→ **Records for the task**:

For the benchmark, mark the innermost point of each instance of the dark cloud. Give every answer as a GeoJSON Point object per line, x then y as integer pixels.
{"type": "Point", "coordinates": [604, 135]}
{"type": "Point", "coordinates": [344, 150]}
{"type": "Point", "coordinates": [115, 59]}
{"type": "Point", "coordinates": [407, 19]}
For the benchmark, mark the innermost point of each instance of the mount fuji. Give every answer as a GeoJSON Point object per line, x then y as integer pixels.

→ **Problem requirements**:
Return every record, word for word.

→ **Solution to the exercise**:
For the benchmark, mark the innermost point of each instance of the dark cloud. Give every answer as a GeoJSON Point object per line, x then y as integer pixels.
{"type": "Point", "coordinates": [604, 135]}
{"type": "Point", "coordinates": [344, 150]}
{"type": "Point", "coordinates": [115, 59]}
{"type": "Point", "coordinates": [407, 19]}
For the benchmark, mark the innermost point of each instance of the mount fuji. Give every answer as a GeoJSON Point object per line, x then y as integer pixels.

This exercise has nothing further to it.